Friday, January 27, 2012

Of Monsters, Copyright, and Control

Even as the semester gets off to a more hectic than usual start, I still find time to maintain a presence on Instagram.  The iPad has truly become my portable electronic "sketchbook," with photo editing and pixel pushing replacing my usual pen on paper practice.  Mourn that if you want, but I embrace anything that keeps my creative brain engaged and active...alive! 

Lately, I've found the horror fans on IG who like to edit with a darker sensibility (see especially the hashtags #appnormal and #horrorclub on IG).  I have a long-standing interest in horror as literary, theatrical and cinematic genre.  There is something enticing to me about a surreal aesthetic as visceral as it is playful, the gut-pull of gore and gross.  I subscribe to the notion that it is better to work these dark fantasies out on the page and stage, in words and images, than it is to do so on ourselves and each other.  Let us let off the fetid steam of our shadow-selves in art rather than actual violence.  Let us contemplate mortality as much with dark fantasy as with bright myths of redemption; let us not imagine these are mutually exclusive possibilities.

But there is something nibbling at my soul with my recent practice that yearns for some explanation as well as illustration.  Lately, I have been reworking a lot of images found at the open-source vintage photo archive, IndiCommons.  These images are in the public domain; they are expressly (though not primarily) made available for the aesthetic and ethic of Remix Culture. What I do here with these images is not illegal, in the strictest sense.

◆ Task statement ◆
List the forms of horror that the post names when describing the writer's long-standing interest in the genre. The material has no connection to the post above.

◆ Dataset excerpt ◆
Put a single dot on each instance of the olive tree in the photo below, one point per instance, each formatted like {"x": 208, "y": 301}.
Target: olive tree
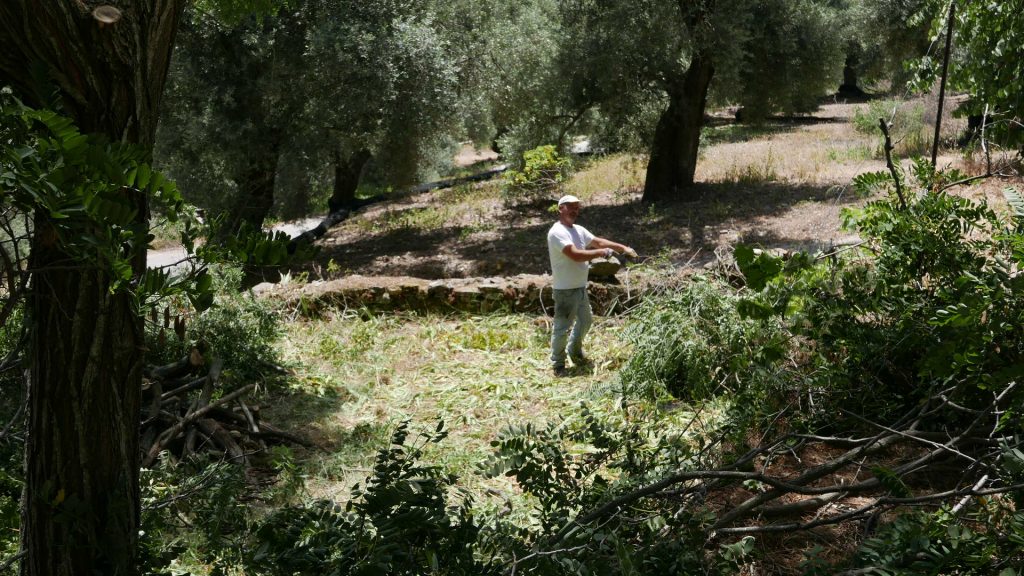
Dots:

◆ Answer section ◆
- Literary
- Theatrical
- Cinematic